• THE INPUT:
►

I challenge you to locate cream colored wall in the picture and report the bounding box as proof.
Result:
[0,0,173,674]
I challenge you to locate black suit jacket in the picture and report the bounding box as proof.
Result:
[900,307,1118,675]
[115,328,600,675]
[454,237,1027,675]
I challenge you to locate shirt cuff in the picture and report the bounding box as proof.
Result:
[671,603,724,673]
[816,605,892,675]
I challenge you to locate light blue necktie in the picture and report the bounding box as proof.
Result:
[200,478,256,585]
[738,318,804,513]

◄
►

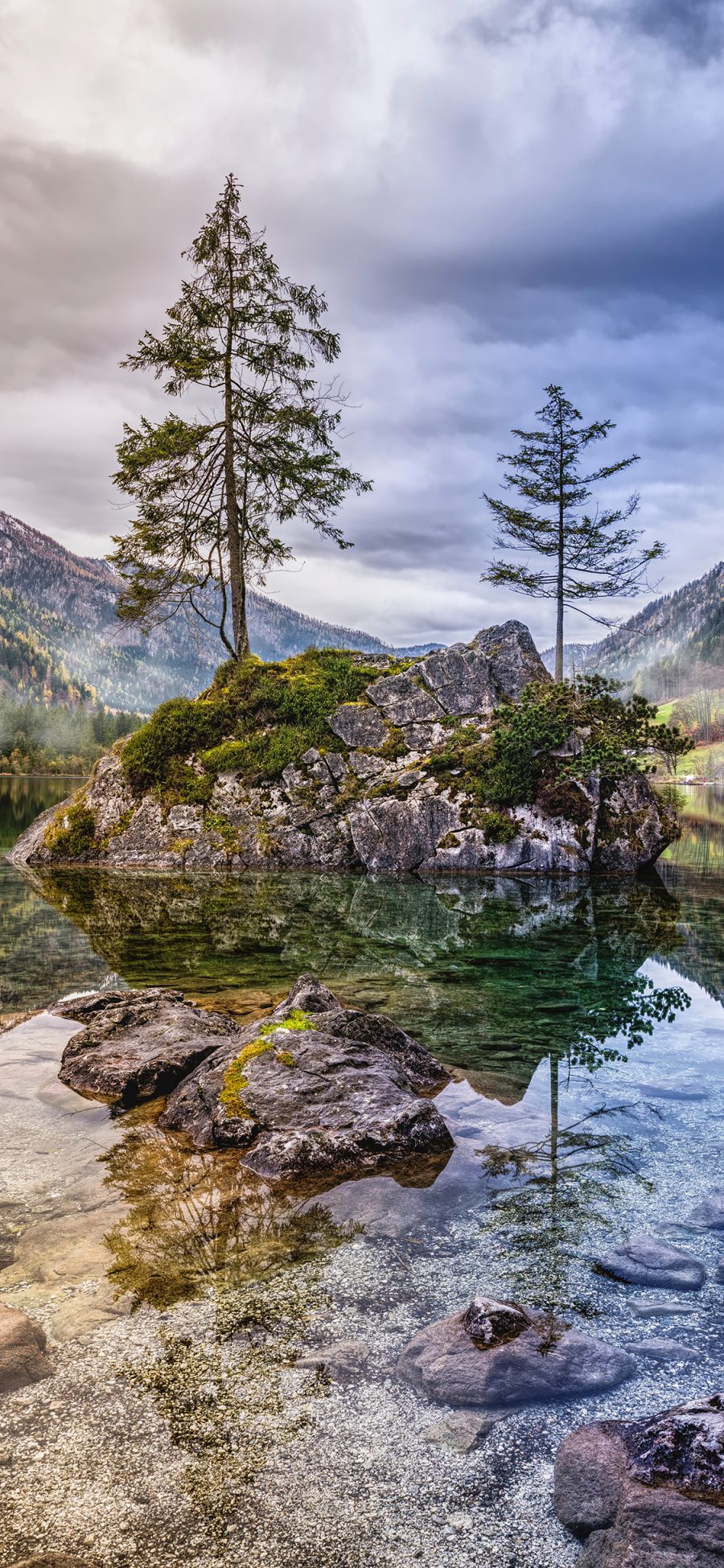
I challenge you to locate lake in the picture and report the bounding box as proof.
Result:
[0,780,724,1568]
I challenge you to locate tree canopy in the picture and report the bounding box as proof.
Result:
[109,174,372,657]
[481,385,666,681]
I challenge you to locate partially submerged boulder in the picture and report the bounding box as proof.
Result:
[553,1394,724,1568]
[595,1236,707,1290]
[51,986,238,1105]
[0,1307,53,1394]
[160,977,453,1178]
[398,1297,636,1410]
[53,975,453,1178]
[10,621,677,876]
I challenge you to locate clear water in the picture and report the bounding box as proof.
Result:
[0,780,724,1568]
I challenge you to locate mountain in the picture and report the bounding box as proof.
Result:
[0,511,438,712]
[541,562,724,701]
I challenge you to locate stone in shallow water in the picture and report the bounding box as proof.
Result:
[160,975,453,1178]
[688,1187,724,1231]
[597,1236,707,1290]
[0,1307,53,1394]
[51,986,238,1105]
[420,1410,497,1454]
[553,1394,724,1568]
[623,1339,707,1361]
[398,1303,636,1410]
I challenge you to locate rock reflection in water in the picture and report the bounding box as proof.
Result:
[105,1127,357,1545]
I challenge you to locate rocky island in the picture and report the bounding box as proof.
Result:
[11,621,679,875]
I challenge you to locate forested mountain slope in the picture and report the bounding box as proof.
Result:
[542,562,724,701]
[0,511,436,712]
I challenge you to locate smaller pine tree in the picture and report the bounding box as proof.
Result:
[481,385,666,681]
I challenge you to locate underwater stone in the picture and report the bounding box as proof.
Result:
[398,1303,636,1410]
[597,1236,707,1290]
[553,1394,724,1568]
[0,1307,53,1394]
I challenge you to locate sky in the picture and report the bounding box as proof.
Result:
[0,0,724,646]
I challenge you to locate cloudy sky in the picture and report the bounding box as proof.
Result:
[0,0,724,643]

◄
►

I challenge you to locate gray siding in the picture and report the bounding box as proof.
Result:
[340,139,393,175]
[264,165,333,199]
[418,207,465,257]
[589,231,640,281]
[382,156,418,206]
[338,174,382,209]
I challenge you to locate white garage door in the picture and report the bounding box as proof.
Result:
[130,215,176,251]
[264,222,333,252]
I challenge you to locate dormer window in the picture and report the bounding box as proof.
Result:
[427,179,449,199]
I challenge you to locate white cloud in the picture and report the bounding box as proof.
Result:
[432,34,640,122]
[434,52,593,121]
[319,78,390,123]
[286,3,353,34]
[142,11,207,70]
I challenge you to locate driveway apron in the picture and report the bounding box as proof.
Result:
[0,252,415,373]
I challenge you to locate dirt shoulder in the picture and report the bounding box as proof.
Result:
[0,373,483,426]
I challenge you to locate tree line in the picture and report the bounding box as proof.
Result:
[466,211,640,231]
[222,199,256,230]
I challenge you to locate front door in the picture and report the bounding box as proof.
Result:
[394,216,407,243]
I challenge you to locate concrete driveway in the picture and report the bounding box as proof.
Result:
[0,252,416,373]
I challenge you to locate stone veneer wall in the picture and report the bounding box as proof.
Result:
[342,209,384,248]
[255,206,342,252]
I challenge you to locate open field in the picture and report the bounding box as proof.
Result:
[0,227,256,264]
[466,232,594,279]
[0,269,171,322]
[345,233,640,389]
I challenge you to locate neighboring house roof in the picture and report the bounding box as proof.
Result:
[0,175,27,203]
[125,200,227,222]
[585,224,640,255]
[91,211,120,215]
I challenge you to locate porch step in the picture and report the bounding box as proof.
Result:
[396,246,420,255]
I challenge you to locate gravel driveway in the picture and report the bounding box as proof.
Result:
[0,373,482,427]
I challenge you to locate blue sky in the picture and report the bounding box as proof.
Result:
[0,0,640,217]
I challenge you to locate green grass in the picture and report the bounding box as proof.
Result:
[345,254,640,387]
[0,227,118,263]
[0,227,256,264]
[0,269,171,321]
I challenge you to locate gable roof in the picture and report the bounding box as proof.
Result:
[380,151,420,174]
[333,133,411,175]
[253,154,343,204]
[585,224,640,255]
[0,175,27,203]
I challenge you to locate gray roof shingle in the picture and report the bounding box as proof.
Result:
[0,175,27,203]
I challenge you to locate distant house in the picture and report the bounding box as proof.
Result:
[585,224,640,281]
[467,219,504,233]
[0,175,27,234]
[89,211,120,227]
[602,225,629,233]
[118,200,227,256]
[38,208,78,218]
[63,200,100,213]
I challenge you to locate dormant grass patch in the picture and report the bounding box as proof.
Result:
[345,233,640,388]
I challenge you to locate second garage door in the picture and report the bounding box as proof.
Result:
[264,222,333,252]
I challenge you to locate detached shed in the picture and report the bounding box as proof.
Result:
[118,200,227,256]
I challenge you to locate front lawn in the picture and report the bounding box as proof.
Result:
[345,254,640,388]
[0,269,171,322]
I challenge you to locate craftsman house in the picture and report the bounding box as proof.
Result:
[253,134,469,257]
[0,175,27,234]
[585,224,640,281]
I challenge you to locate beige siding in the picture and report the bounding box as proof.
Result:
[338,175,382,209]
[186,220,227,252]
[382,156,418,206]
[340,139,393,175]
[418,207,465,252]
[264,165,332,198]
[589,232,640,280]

◄

Rewrite the records above from the line holding "I challenge you to locate cream" through the line holding "[0,0,173,674]", inclusive, keeping the requests unchanged and scaling every bounding-box coordinate in the answers by 2.3, rounded to whole numbers with halves rounded up. Return only those lines.

• RESULT OF THIS TASK:
I challenge you to locate cream colored wall in the picture and report the bounding box as proof.
Result:
[0,0,398,1550]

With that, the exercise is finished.